» ACTIVITY
The answer must consist only of the lines from the line with "Target: splashing water" to the line with "Target: cross-shaped tap handle", both included, exactly as they stand below.
BEGIN
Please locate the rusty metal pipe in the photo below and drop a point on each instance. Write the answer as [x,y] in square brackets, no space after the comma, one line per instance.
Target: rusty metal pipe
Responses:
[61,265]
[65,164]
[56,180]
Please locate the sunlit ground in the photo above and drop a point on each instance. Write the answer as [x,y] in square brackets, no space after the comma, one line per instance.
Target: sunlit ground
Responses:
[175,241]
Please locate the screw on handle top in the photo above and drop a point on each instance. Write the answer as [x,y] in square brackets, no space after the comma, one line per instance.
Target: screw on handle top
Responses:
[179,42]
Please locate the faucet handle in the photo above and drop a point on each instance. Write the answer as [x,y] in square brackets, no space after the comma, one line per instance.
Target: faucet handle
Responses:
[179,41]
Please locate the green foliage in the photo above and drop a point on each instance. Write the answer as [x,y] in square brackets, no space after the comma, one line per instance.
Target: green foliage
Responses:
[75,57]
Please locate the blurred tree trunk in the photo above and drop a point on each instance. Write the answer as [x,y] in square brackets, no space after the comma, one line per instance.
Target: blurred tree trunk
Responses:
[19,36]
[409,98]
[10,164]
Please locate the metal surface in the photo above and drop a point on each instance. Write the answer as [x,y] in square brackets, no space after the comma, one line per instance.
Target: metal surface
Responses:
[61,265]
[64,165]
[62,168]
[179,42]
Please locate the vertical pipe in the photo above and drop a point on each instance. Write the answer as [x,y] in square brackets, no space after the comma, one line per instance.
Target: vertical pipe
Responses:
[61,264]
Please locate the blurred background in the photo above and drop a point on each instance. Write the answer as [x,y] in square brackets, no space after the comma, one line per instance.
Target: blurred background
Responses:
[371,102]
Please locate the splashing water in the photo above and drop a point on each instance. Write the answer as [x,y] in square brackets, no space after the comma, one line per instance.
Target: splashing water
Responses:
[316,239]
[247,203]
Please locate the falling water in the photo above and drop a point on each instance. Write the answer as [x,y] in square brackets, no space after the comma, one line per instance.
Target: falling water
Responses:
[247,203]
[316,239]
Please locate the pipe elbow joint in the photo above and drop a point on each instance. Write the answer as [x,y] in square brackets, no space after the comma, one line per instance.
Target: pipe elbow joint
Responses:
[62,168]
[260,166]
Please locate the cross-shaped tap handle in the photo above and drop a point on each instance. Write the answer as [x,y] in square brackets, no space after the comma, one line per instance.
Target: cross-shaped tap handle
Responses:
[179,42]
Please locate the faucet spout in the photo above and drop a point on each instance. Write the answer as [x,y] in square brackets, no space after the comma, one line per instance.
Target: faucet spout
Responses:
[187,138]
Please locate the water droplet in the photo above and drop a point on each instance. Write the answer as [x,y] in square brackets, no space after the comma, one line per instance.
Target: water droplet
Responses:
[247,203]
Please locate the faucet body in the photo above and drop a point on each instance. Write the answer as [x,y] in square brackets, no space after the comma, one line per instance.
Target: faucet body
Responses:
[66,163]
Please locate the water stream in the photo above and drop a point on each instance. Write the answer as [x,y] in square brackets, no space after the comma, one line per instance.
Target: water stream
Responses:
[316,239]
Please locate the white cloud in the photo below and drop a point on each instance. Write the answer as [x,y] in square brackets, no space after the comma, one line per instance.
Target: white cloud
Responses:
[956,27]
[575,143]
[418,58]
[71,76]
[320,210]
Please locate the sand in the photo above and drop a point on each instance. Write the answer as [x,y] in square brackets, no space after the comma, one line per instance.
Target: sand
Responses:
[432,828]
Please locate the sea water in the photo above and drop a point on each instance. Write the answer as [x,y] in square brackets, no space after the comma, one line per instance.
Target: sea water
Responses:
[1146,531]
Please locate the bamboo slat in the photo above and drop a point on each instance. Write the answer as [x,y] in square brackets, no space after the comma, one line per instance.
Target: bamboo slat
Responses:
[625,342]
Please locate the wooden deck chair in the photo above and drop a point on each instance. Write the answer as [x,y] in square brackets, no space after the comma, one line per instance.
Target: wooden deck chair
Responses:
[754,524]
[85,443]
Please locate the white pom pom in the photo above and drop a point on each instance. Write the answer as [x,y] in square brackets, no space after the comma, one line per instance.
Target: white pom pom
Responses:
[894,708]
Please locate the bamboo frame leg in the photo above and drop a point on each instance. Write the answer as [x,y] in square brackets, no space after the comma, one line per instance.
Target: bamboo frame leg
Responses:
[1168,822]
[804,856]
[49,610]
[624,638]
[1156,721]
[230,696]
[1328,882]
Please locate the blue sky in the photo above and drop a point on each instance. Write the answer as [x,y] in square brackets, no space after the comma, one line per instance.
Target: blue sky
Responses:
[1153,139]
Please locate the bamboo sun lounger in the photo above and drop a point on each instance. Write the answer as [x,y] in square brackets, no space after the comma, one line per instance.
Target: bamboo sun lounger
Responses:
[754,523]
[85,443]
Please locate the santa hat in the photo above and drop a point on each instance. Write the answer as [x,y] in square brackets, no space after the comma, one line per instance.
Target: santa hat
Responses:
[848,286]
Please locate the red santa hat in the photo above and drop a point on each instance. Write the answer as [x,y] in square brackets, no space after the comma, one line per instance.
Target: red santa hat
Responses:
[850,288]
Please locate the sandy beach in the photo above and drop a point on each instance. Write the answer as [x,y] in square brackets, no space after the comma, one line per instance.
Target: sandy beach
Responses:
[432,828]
END
» ANSWER BELOW
Target: splashing water
Responses:
[316,239]
[247,203]
Please locate the falling water in the photo above and drop a point on each instance. Write the answer as [x,y] in square brackets, no space after the comma, one line per instance.
Target: falling water
Responses:
[247,203]
[316,239]
Please locate the pipe elbow joint in the photo above and drop a point on each instance. Write the answer as [x,y] in square brackets, no space after the comma, one line per instance.
Target: pipe elbow joint
Responses:
[62,168]
[260,166]
Please locate the cross-shaped tap handle in the photo above and drop a point on each instance. Write the answer as [x,y] in square brackets, no space after the comma, one line per instance.
Target: cross-shaped tap handle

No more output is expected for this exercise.